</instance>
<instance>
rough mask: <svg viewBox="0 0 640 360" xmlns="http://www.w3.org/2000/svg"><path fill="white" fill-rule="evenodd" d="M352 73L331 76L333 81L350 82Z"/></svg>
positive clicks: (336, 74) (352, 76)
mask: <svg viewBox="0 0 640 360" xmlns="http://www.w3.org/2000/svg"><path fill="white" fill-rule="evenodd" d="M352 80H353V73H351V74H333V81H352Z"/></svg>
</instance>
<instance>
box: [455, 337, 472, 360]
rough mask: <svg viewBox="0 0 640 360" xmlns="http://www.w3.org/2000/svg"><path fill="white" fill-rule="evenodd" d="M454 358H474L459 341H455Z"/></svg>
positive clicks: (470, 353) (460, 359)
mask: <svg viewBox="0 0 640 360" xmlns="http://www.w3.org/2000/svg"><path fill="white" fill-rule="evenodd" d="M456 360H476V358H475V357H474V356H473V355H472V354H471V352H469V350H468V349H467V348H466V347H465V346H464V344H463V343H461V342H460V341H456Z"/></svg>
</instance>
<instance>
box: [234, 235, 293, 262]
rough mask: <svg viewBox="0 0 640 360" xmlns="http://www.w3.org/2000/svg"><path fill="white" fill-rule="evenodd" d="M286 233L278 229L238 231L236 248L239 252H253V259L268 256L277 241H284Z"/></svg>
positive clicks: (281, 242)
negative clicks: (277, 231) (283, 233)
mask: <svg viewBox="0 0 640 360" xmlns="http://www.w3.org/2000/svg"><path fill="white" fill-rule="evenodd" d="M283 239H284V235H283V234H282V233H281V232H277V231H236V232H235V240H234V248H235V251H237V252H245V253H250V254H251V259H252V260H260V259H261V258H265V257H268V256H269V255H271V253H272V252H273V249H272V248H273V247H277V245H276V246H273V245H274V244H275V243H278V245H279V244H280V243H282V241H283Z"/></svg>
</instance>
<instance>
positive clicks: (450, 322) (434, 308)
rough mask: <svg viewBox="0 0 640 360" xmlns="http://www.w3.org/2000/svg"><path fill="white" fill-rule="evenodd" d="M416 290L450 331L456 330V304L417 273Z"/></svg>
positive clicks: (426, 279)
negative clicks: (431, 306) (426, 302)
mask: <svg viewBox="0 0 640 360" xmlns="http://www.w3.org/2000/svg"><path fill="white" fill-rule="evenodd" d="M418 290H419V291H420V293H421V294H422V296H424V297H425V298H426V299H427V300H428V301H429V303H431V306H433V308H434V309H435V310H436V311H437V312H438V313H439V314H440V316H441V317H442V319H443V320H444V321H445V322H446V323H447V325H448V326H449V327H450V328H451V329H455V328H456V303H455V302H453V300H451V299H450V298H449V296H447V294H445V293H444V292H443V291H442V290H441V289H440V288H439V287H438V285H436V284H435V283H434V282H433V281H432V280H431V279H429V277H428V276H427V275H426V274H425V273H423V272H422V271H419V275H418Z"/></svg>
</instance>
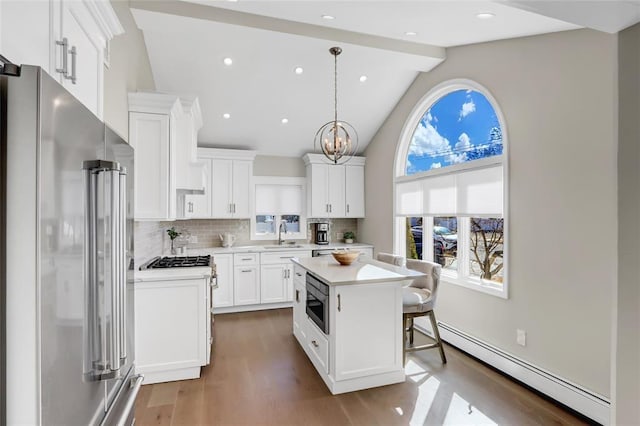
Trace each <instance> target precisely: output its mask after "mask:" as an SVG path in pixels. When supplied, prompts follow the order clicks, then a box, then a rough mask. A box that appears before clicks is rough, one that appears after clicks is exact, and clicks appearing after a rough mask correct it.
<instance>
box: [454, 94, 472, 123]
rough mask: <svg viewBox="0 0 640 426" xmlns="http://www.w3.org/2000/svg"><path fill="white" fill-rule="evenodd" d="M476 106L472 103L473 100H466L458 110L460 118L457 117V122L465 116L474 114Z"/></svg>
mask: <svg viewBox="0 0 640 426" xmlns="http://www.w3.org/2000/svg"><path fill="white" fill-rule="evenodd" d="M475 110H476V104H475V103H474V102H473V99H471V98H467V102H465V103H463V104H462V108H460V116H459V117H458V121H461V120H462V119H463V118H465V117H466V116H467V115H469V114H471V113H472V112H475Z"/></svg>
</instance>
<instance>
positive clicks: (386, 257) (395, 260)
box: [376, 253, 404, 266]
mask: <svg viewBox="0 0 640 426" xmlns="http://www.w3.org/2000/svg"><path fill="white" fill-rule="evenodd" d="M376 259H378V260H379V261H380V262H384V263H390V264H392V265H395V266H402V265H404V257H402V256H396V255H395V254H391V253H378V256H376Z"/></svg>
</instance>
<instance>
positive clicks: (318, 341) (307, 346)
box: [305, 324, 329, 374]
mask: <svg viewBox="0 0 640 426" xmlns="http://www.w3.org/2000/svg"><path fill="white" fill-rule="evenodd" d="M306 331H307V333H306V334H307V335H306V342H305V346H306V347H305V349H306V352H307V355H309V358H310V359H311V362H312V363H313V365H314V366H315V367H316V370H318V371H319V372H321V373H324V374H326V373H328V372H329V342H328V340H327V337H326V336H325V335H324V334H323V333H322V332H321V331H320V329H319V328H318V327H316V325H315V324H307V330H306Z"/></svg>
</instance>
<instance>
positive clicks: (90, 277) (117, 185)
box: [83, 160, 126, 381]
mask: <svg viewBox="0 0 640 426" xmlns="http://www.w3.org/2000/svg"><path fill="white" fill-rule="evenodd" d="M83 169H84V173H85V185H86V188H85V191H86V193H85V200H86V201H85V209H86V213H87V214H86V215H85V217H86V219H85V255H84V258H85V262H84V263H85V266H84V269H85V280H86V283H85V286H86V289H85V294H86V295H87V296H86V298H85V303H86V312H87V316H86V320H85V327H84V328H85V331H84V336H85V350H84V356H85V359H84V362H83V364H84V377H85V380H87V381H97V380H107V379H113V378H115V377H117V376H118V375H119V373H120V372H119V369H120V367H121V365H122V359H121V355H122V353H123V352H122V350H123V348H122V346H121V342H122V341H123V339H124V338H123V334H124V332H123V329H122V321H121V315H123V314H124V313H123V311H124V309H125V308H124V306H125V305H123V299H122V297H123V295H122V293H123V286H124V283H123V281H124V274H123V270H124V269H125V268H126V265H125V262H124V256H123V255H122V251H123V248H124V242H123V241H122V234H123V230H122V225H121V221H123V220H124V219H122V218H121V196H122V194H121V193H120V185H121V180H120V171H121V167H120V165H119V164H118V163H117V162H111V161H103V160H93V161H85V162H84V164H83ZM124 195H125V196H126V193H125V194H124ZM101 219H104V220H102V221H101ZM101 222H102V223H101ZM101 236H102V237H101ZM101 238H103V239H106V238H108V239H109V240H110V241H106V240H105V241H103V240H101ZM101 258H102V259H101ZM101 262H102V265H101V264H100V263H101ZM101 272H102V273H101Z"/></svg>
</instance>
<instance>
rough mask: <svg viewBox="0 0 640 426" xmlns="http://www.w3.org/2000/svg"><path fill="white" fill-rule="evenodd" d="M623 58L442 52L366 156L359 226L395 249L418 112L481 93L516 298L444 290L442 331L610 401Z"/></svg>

##########

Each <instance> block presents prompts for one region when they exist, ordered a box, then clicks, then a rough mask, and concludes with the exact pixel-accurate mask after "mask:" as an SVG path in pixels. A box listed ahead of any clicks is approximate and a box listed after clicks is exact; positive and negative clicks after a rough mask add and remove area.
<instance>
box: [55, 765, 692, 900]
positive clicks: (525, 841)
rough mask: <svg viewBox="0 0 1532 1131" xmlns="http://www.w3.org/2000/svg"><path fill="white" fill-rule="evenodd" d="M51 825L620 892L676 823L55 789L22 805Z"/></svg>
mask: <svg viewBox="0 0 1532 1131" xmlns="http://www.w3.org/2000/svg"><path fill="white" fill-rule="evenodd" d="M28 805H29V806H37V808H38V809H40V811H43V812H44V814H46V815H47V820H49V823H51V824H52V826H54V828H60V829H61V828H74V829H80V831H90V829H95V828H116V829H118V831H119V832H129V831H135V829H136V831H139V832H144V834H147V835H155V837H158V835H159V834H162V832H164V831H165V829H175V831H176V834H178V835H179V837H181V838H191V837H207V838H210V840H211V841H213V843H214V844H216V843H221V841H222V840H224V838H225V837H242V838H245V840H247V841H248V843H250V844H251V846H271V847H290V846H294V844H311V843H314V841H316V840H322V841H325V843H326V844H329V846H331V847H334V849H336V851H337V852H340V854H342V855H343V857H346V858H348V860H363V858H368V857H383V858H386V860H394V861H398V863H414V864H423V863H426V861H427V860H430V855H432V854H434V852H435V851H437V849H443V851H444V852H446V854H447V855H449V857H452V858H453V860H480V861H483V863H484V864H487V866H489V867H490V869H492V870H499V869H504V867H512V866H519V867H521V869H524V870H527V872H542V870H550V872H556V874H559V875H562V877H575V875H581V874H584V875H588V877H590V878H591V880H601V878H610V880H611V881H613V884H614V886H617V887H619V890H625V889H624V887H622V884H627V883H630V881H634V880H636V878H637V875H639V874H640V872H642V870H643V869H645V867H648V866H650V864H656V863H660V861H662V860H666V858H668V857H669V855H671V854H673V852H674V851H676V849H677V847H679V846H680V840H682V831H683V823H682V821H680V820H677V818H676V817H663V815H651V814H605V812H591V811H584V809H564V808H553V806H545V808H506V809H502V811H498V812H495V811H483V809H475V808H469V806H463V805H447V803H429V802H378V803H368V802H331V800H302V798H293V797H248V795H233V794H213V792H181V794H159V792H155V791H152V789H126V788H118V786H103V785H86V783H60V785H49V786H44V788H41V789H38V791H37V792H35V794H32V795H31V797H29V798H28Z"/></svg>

##########

**DESCRIPTION OF THE TASK:**
Count the lines in the entries above that contain the string "negative", and give only the number.

**EXERCISE RESULT:**
3